- [What is asked]:
Write out the listing below from the line containing "of the kitesurfer" to its last line, unaltered, ends included.

————

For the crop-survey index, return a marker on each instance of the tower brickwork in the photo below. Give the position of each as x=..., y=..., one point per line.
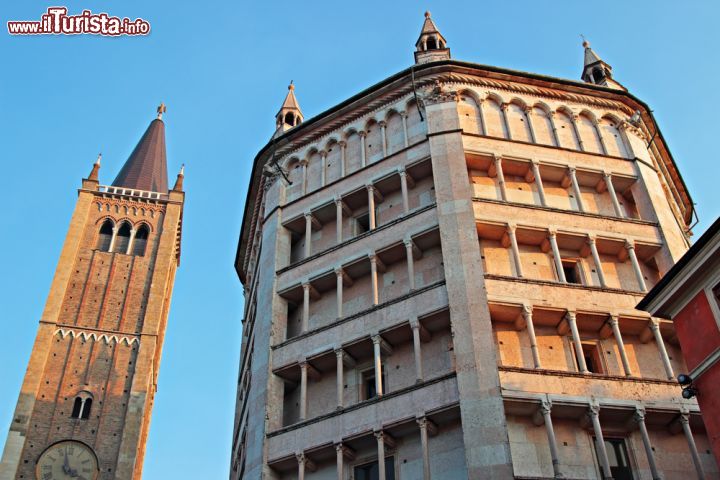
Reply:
x=85, y=403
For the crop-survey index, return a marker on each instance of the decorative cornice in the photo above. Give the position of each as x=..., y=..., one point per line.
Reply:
x=104, y=337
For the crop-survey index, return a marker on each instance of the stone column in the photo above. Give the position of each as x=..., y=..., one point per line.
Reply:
x=500, y=177
x=654, y=326
x=552, y=236
x=527, y=314
x=571, y=318
x=576, y=132
x=338, y=220
x=515, y=249
x=383, y=134
x=340, y=384
x=363, y=153
x=636, y=266
x=301, y=466
x=415, y=326
x=545, y=410
x=556, y=138
x=503, y=109
x=639, y=418
x=374, y=279
x=131, y=241
x=403, y=188
x=306, y=308
x=343, y=145
x=538, y=182
x=685, y=422
x=485, y=431
x=531, y=127
x=613, y=195
x=323, y=170
x=422, y=423
x=303, y=164
x=303, y=390
x=379, y=435
x=403, y=115
x=615, y=325
x=603, y=146
x=481, y=113
x=409, y=247
x=308, y=234
x=371, y=205
x=576, y=188
x=596, y=259
x=339, y=277
x=340, y=460
x=594, y=413
x=377, y=360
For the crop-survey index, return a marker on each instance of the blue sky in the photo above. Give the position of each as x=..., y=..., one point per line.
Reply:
x=222, y=69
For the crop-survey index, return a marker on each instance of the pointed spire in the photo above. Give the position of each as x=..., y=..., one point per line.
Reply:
x=431, y=46
x=179, y=180
x=96, y=169
x=146, y=168
x=595, y=70
x=290, y=114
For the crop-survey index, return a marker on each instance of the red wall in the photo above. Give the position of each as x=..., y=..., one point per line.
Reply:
x=699, y=336
x=697, y=330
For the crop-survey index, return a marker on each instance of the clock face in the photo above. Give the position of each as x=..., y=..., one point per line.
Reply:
x=67, y=460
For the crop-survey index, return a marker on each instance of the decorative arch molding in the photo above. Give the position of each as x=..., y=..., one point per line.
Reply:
x=105, y=338
x=405, y=92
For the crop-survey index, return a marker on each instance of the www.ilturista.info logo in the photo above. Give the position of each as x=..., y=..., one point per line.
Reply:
x=57, y=22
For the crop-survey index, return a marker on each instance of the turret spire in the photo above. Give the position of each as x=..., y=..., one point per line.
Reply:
x=146, y=168
x=597, y=71
x=290, y=114
x=96, y=169
x=431, y=45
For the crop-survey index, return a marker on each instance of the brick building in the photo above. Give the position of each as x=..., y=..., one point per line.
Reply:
x=689, y=295
x=85, y=403
x=441, y=273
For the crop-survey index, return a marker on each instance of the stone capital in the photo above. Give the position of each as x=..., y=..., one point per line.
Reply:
x=545, y=407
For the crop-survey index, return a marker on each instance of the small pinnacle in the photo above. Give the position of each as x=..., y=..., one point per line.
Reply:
x=161, y=109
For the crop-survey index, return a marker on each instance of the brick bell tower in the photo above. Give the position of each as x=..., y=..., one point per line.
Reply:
x=84, y=408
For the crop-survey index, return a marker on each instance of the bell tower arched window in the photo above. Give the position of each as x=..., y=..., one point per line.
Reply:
x=140, y=241
x=123, y=238
x=105, y=236
x=82, y=406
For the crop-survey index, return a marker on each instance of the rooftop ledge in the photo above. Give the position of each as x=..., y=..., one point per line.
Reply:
x=131, y=192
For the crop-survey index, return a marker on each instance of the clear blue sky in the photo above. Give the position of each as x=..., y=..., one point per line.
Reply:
x=223, y=68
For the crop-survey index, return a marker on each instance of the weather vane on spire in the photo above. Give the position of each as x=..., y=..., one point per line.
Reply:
x=161, y=109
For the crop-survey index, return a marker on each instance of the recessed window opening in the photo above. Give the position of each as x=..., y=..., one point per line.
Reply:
x=140, y=241
x=618, y=458
x=123, y=238
x=368, y=387
x=82, y=406
x=571, y=269
x=369, y=471
x=105, y=236
x=591, y=354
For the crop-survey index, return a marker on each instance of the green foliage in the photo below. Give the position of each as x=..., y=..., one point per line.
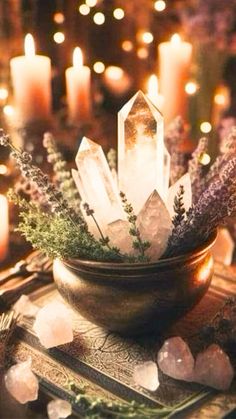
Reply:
x=179, y=207
x=55, y=234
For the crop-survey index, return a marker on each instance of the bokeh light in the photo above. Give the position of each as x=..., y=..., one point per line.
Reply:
x=99, y=67
x=99, y=18
x=205, y=127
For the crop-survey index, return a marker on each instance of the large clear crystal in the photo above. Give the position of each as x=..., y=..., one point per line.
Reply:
x=141, y=151
x=96, y=184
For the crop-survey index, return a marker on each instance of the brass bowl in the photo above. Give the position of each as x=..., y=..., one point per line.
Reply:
x=137, y=298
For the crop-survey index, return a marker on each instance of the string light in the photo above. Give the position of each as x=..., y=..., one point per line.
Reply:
x=84, y=9
x=118, y=13
x=127, y=45
x=59, y=18
x=59, y=37
x=205, y=159
x=99, y=18
x=147, y=37
x=8, y=110
x=142, y=53
x=3, y=93
x=159, y=5
x=190, y=88
x=219, y=99
x=99, y=67
x=205, y=127
x=91, y=3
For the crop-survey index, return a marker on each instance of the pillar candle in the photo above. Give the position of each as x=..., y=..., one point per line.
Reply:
x=153, y=92
x=31, y=80
x=4, y=227
x=174, y=67
x=78, y=89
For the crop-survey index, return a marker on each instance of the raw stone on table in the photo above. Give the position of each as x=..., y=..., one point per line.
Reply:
x=21, y=382
x=59, y=409
x=213, y=368
x=155, y=225
x=53, y=325
x=176, y=360
x=146, y=375
x=25, y=307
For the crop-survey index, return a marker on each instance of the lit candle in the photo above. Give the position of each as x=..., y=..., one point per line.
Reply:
x=31, y=79
x=4, y=227
x=116, y=80
x=174, y=65
x=78, y=89
x=153, y=92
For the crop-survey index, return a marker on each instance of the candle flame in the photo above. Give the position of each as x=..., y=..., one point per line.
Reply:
x=77, y=58
x=114, y=73
x=29, y=45
x=175, y=39
x=152, y=88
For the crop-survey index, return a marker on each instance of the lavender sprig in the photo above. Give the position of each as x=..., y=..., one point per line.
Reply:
x=216, y=203
x=196, y=168
x=179, y=207
x=53, y=196
x=230, y=150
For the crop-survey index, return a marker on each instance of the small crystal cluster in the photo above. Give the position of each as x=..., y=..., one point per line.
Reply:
x=212, y=367
x=143, y=176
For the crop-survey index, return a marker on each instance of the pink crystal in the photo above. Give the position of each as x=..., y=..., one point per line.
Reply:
x=21, y=382
x=175, y=359
x=59, y=409
x=213, y=368
x=146, y=375
x=53, y=325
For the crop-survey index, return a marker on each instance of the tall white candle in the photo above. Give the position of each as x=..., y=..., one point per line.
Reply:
x=153, y=92
x=31, y=80
x=4, y=227
x=78, y=89
x=174, y=68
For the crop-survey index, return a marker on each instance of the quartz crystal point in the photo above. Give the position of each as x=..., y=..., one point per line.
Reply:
x=25, y=307
x=96, y=184
x=154, y=224
x=141, y=151
x=175, y=359
x=118, y=233
x=184, y=181
x=223, y=248
x=21, y=382
x=59, y=409
x=146, y=375
x=53, y=325
x=213, y=368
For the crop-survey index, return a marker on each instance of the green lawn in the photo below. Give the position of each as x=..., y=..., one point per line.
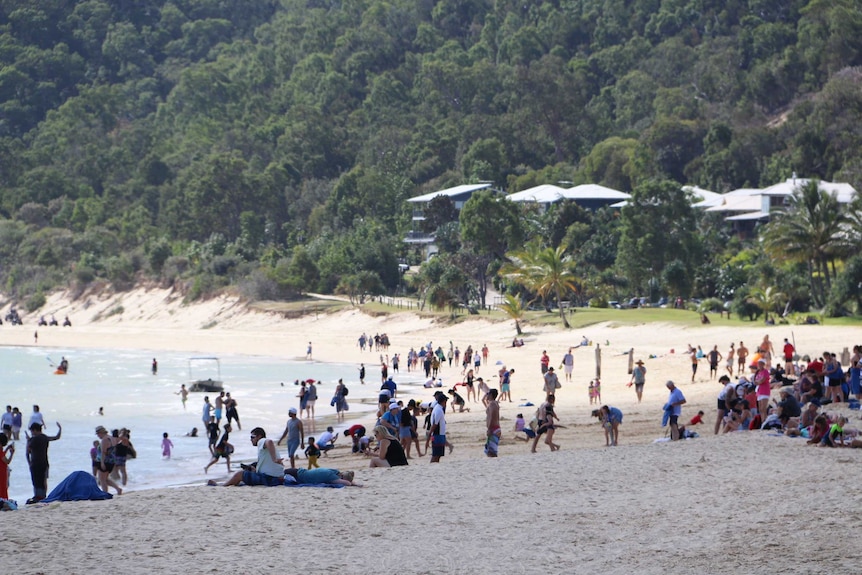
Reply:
x=580, y=317
x=583, y=317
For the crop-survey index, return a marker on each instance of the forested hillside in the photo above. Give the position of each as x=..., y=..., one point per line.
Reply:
x=271, y=144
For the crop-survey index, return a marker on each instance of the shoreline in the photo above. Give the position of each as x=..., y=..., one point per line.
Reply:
x=641, y=507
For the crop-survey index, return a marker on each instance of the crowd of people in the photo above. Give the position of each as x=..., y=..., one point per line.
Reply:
x=798, y=396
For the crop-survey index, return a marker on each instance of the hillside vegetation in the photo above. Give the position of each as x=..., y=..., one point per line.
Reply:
x=271, y=144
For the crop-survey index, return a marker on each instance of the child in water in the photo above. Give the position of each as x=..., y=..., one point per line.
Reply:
x=167, y=445
x=312, y=452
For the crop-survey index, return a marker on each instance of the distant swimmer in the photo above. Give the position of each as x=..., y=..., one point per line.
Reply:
x=184, y=395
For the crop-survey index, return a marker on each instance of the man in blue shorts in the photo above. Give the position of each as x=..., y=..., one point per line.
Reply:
x=267, y=471
x=438, y=427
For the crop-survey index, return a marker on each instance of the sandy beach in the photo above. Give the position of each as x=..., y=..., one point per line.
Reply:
x=741, y=503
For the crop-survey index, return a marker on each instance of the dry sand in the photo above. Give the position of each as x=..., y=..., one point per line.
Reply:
x=741, y=503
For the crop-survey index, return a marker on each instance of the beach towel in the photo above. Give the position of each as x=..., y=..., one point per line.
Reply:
x=665, y=418
x=289, y=481
x=78, y=486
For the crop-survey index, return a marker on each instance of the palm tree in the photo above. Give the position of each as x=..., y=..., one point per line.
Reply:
x=766, y=299
x=812, y=229
x=514, y=308
x=545, y=271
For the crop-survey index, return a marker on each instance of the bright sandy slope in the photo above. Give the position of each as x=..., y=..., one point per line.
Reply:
x=743, y=503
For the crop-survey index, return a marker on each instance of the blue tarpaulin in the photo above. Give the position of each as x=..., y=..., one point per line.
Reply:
x=78, y=486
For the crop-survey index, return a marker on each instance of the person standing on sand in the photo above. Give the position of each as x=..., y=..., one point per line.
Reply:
x=106, y=460
x=673, y=407
x=167, y=445
x=6, y=422
x=714, y=356
x=551, y=381
x=6, y=455
x=568, y=364
x=741, y=356
x=639, y=378
x=184, y=395
x=207, y=412
x=311, y=400
x=789, y=351
x=726, y=398
x=438, y=427
x=36, y=417
x=295, y=435
x=37, y=458
x=692, y=353
x=730, y=359
x=492, y=425
x=267, y=471
x=546, y=416
x=219, y=407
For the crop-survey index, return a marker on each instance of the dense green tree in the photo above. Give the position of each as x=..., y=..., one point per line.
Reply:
x=810, y=231
x=656, y=228
x=545, y=271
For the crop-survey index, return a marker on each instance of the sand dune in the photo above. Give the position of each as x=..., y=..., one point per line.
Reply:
x=741, y=503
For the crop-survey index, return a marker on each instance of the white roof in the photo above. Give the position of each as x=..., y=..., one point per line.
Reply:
x=546, y=193
x=595, y=192
x=706, y=197
x=843, y=192
x=738, y=204
x=748, y=216
x=449, y=192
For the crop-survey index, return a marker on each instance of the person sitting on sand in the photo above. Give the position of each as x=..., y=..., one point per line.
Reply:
x=835, y=436
x=326, y=440
x=521, y=426
x=819, y=430
x=267, y=471
x=222, y=449
x=483, y=391
x=319, y=476
x=458, y=401
x=610, y=418
x=389, y=452
x=738, y=416
x=312, y=452
x=546, y=417
x=355, y=432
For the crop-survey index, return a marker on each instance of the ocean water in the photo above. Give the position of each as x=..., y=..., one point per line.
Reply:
x=121, y=382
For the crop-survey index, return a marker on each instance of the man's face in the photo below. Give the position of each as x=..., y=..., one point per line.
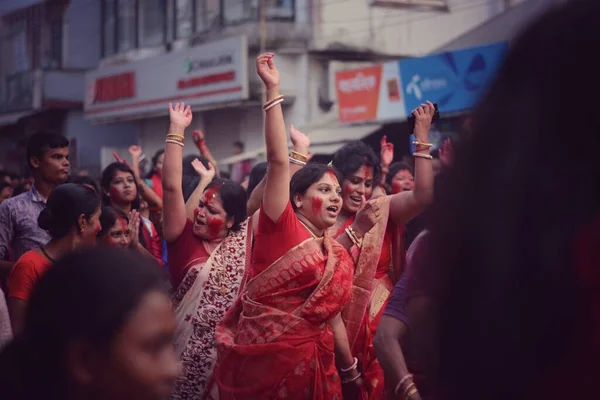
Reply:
x=53, y=167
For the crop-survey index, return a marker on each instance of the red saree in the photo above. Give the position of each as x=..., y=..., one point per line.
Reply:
x=275, y=341
x=378, y=267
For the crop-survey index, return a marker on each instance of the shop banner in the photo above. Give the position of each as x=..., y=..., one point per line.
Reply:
x=204, y=76
x=454, y=80
x=370, y=94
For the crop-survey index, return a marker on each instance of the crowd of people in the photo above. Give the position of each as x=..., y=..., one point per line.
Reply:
x=321, y=281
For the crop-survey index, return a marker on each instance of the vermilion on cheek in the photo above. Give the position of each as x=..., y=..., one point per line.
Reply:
x=215, y=225
x=397, y=187
x=317, y=203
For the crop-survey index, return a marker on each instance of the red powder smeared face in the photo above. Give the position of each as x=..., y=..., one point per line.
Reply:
x=357, y=186
x=317, y=204
x=210, y=218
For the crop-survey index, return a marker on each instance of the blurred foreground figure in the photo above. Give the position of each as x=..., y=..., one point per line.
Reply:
x=517, y=229
x=99, y=326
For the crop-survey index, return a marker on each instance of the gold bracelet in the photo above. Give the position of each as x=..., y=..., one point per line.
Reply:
x=178, y=138
x=298, y=156
x=268, y=103
x=427, y=156
x=424, y=144
x=409, y=394
x=174, y=142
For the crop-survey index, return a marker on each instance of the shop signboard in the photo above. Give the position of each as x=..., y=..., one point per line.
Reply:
x=370, y=94
x=454, y=80
x=204, y=76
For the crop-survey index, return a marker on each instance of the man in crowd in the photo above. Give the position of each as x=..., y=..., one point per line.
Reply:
x=48, y=158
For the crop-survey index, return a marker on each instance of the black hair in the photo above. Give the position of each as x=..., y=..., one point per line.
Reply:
x=107, y=176
x=394, y=169
x=108, y=218
x=259, y=171
x=154, y=161
x=233, y=197
x=84, y=180
x=40, y=143
x=506, y=221
x=307, y=176
x=86, y=296
x=66, y=204
x=354, y=155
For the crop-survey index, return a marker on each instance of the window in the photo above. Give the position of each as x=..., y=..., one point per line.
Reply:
x=184, y=10
x=279, y=9
x=126, y=35
x=207, y=15
x=152, y=19
x=236, y=11
x=108, y=27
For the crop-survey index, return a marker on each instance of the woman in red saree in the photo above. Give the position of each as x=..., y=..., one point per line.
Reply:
x=284, y=335
x=380, y=258
x=207, y=258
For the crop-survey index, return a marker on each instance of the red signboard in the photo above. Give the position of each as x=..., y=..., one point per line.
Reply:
x=114, y=87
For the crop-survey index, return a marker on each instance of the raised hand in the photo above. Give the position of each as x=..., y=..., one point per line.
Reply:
x=197, y=135
x=299, y=139
x=366, y=217
x=134, y=228
x=265, y=66
x=181, y=116
x=387, y=152
x=201, y=170
x=423, y=117
x=446, y=153
x=135, y=151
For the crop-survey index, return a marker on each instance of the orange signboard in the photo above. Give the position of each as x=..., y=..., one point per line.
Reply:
x=358, y=94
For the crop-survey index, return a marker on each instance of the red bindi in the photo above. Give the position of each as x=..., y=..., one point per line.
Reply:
x=317, y=203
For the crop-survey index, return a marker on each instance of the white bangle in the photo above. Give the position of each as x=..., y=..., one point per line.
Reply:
x=273, y=104
x=297, y=162
x=427, y=156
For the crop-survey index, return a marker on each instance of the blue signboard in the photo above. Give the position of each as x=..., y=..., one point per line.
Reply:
x=453, y=80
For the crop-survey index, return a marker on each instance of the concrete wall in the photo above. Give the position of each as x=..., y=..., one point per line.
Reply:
x=354, y=24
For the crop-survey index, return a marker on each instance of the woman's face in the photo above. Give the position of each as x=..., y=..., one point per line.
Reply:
x=322, y=202
x=118, y=235
x=402, y=181
x=122, y=188
x=211, y=222
x=141, y=363
x=357, y=186
x=159, y=163
x=89, y=227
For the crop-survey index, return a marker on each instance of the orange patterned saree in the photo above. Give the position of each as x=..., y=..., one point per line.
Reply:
x=275, y=342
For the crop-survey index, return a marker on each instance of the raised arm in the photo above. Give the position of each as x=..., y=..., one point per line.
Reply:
x=277, y=186
x=147, y=194
x=301, y=144
x=200, y=142
x=206, y=177
x=174, y=215
x=408, y=204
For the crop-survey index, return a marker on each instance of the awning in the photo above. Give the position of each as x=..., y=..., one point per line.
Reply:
x=504, y=27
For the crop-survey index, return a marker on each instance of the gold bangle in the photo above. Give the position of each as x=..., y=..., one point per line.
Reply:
x=424, y=144
x=174, y=142
x=298, y=156
x=427, y=156
x=268, y=103
x=176, y=137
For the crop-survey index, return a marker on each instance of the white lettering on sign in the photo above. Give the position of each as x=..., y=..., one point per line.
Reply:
x=360, y=83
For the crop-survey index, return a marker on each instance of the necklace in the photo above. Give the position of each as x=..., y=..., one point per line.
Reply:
x=47, y=256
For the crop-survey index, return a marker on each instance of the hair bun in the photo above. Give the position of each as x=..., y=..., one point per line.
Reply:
x=45, y=219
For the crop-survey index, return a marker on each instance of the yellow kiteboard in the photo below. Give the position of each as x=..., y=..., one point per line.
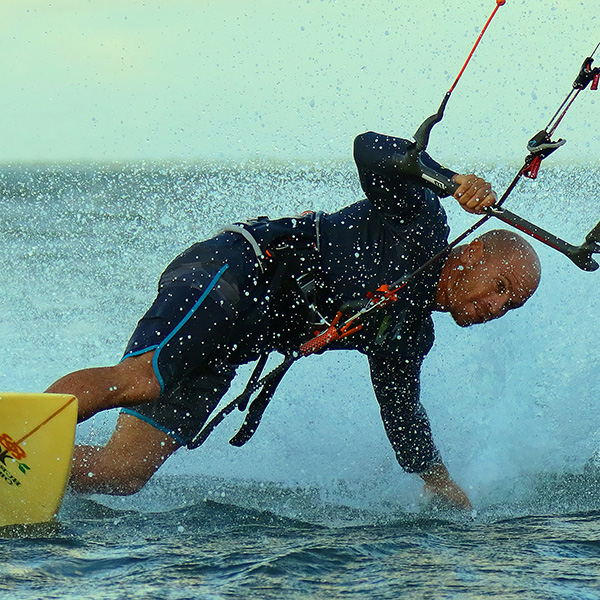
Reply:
x=37, y=432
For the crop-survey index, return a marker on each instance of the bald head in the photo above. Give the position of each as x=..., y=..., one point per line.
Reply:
x=481, y=281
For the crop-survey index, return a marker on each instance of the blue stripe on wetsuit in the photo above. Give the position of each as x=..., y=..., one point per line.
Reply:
x=170, y=432
x=173, y=333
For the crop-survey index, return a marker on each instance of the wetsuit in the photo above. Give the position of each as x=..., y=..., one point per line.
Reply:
x=219, y=307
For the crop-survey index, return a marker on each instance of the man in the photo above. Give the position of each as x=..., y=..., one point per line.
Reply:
x=227, y=300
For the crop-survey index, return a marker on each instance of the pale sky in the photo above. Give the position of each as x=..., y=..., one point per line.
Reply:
x=124, y=80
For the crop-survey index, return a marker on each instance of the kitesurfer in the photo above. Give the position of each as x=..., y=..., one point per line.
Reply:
x=262, y=286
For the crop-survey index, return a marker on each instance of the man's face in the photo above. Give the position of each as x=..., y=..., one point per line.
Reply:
x=488, y=289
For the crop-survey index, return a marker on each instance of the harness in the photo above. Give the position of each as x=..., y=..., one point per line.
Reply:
x=288, y=254
x=414, y=163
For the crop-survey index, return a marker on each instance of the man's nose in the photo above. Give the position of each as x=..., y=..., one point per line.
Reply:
x=497, y=305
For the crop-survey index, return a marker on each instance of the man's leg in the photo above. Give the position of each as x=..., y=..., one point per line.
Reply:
x=131, y=456
x=131, y=382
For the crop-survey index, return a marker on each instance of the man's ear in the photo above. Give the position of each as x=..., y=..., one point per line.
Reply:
x=472, y=253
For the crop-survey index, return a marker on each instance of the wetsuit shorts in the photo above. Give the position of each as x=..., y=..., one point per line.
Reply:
x=202, y=297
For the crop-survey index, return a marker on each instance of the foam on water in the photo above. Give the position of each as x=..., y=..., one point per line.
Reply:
x=82, y=251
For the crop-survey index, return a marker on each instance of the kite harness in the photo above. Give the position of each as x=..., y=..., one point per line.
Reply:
x=348, y=317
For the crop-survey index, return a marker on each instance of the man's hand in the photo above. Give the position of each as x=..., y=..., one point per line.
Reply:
x=437, y=481
x=474, y=193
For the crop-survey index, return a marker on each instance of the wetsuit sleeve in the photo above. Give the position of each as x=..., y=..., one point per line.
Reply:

————

- [Full output]:
For the crop-survey index, return a marker on each instance of the kitesurfer in the photo above. Give the position of each as x=..., y=..., one point per line.
Reply:
x=262, y=286
For the crop-survey index, return a marker on each instance of the man's face in the photo above. Give the position of each as x=..., y=..., one point per line.
Reply:
x=488, y=289
For the crop-survey index, return a marker on each instance of the harness in the photo above. Give the position of each as x=..., y=..., one point per line.
Reply:
x=288, y=254
x=414, y=163
For the crop-survey index, return a marker on each instance of the man's nose in the photo above. Give the position of each as x=..., y=..., one point per line.
Reply:
x=497, y=305
For the crop-survey index, return a marker on each instance of the man's leg in the photo above. Give the position of each as x=..., y=..., one point per line.
Reply:
x=131, y=456
x=131, y=382
For the crop-survey index, return a marker on each instance of the man's ear in the photo above. Give the position of each as x=..., y=..., one point per line.
Reply:
x=472, y=253
For the crop-survey index, return a marker on each instance of the wetsuit shorts in the photo above. Give the position of each as x=..., y=..., one point per line.
Reply:
x=202, y=297
For the crop-survey index, return a marker on each instance of the foam on water in the photo above. Give the position of each as x=..., y=..., one point per line.
Reply:
x=82, y=251
For the crop-survey index, return a marker on each instance of the kite harness in the photo above. Give the position of each as x=..., y=..., one point per line.
Reply:
x=348, y=317
For the crop-survey index, return a marker on each instance of the man's hand in the photo above. Give the position of each as x=..., y=..., one point per line.
Reply:
x=437, y=481
x=474, y=193
For the crop-survey index, return a marker on each instance of the wetsuit sleeve in the photo above. Give the position of each as x=..., y=..., one point per line.
Reply:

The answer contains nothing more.